[Dataset records about object locations]
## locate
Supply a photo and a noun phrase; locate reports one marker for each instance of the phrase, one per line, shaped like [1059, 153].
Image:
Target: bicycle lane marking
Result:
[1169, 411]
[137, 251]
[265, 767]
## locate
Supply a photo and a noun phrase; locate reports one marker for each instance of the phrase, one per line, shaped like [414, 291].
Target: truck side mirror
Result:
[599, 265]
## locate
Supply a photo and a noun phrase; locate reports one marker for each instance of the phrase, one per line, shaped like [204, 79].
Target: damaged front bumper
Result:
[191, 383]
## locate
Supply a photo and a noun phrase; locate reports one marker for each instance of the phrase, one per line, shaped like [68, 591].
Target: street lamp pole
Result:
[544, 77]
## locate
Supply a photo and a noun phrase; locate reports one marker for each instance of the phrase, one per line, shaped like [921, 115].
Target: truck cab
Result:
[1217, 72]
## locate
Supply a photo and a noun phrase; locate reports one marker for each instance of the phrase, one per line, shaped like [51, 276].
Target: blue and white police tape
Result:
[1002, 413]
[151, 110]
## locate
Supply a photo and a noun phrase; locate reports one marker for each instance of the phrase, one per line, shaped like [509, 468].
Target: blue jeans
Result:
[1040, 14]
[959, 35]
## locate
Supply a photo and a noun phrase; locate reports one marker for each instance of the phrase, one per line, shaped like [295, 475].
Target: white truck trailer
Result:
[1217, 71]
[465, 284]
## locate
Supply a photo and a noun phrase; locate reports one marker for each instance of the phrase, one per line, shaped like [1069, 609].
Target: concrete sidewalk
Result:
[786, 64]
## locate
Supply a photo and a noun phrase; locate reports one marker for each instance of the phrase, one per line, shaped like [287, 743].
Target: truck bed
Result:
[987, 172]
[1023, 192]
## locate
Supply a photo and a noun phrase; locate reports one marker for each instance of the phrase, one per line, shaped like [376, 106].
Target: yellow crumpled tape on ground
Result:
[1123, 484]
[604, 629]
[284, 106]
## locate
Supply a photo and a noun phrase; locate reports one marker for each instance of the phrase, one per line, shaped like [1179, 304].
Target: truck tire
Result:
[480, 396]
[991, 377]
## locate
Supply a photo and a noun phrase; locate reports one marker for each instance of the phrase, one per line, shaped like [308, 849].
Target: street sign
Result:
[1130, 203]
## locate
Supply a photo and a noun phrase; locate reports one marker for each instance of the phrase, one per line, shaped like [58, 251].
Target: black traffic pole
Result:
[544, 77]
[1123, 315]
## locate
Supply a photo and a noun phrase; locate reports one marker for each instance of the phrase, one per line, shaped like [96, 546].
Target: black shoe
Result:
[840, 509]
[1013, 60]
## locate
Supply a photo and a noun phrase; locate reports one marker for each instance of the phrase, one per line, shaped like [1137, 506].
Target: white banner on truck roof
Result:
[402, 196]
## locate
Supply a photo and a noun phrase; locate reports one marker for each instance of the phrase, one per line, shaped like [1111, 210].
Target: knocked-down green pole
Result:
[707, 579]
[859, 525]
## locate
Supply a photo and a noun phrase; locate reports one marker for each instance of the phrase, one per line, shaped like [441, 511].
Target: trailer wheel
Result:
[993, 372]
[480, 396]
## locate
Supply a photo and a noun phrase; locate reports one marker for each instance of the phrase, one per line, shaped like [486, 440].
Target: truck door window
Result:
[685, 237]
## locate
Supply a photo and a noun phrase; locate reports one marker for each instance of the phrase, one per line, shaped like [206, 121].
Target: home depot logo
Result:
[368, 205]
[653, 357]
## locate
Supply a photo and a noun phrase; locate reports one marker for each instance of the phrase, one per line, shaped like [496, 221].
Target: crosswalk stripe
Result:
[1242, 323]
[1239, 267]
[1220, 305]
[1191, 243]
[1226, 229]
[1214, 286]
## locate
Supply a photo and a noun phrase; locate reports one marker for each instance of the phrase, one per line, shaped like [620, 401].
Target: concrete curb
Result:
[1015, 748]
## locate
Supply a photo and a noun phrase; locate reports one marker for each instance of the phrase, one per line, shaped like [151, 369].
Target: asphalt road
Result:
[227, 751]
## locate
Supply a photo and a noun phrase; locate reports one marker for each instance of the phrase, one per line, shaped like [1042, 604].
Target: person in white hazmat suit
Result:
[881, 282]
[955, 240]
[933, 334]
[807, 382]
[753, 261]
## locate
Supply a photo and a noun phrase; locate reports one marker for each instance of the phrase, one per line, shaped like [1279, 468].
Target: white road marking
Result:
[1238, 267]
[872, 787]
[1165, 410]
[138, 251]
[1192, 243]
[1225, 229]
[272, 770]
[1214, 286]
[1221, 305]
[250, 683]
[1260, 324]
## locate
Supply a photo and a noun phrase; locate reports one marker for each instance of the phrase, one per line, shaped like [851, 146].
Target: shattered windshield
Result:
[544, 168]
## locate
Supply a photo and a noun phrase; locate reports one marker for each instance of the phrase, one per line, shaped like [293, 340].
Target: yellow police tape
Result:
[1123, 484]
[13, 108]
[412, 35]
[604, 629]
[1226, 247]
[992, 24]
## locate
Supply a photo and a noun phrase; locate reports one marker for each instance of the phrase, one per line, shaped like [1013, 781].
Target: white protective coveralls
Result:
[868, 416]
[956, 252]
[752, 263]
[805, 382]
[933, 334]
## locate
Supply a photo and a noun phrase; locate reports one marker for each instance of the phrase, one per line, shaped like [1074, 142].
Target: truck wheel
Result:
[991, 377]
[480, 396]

**PROBLEM TO SOLVE**. Copy out all of the records above without changing a single character.

**COMPLETED TASK**.
## locate
Supply a photo and a noun phrase; locate reports one marker for each instance of the phrase, one per line, shaped like [1059, 153].
Image:
Target: bicycle lane marking
Result:
[1169, 411]
[137, 251]
[265, 767]
## locate
Supply a photo and a noun phrase; locate reports one marker for each instance of the phrase, one per line, shaped like [414, 291].
Target: truck side mirror
Result:
[599, 265]
## locate
Supply a photo and a noun phrase; locate reports one marker for each instance of the phrase, one per line, shaped like [204, 79].
Target: damaged front bumper
Result:
[191, 383]
## locate
Supply a photo and a noun phrase; locate reports one marker for each instance of the phrase, one per line, shaped like [68, 591].
Target: street lamp pole
Result:
[544, 77]
## locate
Supply a photo and a noun phrase; locate reports one marker for each instance of the phrase, one per line, shaped like [921, 115].
Target: truck cab
Result:
[1217, 72]
## locate
Supply a photo and a noun phrase; locate reports one marker for each instance of the phrase, one per line, shaped like [51, 276].
Target: blue and white police tape
Result:
[1002, 413]
[151, 110]
## locate
Supply a photo and a noun phrase; locate reports one marker for each instance of the phrase, one per line, shaped like [509, 468].
Target: blue jeans
Result:
[1040, 14]
[959, 35]
## locate
Supply a photo and a noun phrase; locate reports one marker for each instance of the phrase, one per line, shaped like [295, 475].
Target: white truck trailer
Result:
[1217, 71]
[465, 284]
## locate
Supply a photo and a noun phrase; locate reports one marker for each instance of the phrase, one per line, shaped like [1069, 609].
Target: concrete sidewalk
Result:
[786, 64]
## locate
Supply a photo and a noun phrase; locate reports one marker for each instance of the phrase, one per line, shaped like [287, 743].
Target: truck bed
Result:
[987, 172]
[1023, 192]
## locate
Supply a photo and a noun phrase; locate reports one marker for each instance of the phrase, one per line, shaped like [376, 106].
Target: yellow crumpled tape on ground
Result:
[1123, 484]
[604, 629]
[284, 106]
## locate
Supply a photo and a noun phrase; locate reports one marker for each instance of the phrase, one per line, shaped like [1179, 304].
Target: truck tire
Result:
[480, 396]
[991, 377]
## locate
Supply a photo and a noun phrase; locate reports one marker for each instance of the phrase, one per line, shaped like [308, 849].
Target: street sign
Result:
[1130, 203]
## locate
Supply a photo and a noun phrase; locate reports one marker for each instance of the phrase, one per line, shaped like [58, 251].
Target: black traffic pole
Result:
[544, 77]
[1123, 315]
## locate
Supply a photo and a noun phrase; locate reports one marker for each instance of the phrase, one per line, shaped like [96, 546].
Target: black shoe
Result:
[840, 509]
[1013, 60]
## locate
Supply a photo and a noun phrase; locate reports one marker for each instance of the phrase, one per line, shaped like [1137, 506].
Target: white banner on truck roof
Result:
[402, 196]
## locate
Supply a photo and a noun phrase; locate reports one marker for each instance of the phrase, one per line, shaped like [1111, 210].
Target: knocked-down green pole
Result:
[707, 579]
[859, 525]
## locate
Supply a photo and a noun phrase; locate reports one marker for each instance of the phrase, one per line, shaped like [441, 511].
Target: trailer wheel
Result:
[993, 372]
[480, 396]
## locate
Supply a photo and a noun phrase; locate reports one marker for each instance of the phrase, one per line, shaped like [486, 440].
Target: truck door window
Result:
[685, 237]
## locate
Supply a photo and a noun phrase; locate reports one marker for each instance of the phrase, one per line, shaped like [206, 121].
Target: home depot logo
Result:
[368, 205]
[653, 357]
## locate
Supply a photo and a noun phrase; locate reports one marker for each instance of the phrase, one per line, shaped like [496, 221].
Target: crosswalk stripe
Result:
[1242, 323]
[1239, 267]
[1220, 305]
[1191, 243]
[1226, 229]
[1214, 286]
## locate
Supply a photo and a noun phrase; locate reports one marker for each instance of the phrase, one per line, shaped like [620, 401].
Target: concrete curb
Result:
[1015, 748]
## locate
Supply a photo and a noun phrase; locate reports one marker for each instance of the phrase, one per line, shaped like [151, 369].
Target: asphalt road
Result:
[227, 751]
## locate
Supply a photo and a noun phrase; locate reports one marker for each instance of the phrase, one per line, shaped like [1042, 604].
Target: person in white hazmat suit
Result:
[881, 282]
[955, 240]
[933, 334]
[807, 382]
[753, 261]
## locate
Supply a photo and a noun phrase; locate reports one marker for each instance of the phrase, one per line, shaped like [1279, 468].
Target: white road marking
Result:
[1238, 267]
[872, 787]
[1165, 410]
[138, 251]
[1192, 243]
[1225, 229]
[272, 770]
[1214, 286]
[1221, 305]
[250, 683]
[1260, 324]
## locate
Supply a photo and a noun phrase; locate reports one marker for each instance of the phrase, one per line, shaped like [851, 146].
Target: shattered windshield
Result:
[544, 168]
## locate
Supply a photo and a noun phrase; locate reports one marker for each instance of the phrase, one per line, shaped like [293, 340].
Target: yellow police tape
Result:
[1123, 484]
[13, 108]
[412, 35]
[604, 629]
[1226, 247]
[992, 24]
## locate
Supply a photo and a noun phrase; locate reports one marker for each instance of the phrase, one per line, shaped like [1013, 781].
Target: white protective coveralls
Result:
[868, 416]
[956, 252]
[752, 263]
[805, 382]
[933, 334]
## locate
Supply a photo and a noun phrase; locate reports one marker for each instance of the phrase, one per line, shaped like [1074, 142].
Target: truck wheel
Result:
[991, 377]
[480, 396]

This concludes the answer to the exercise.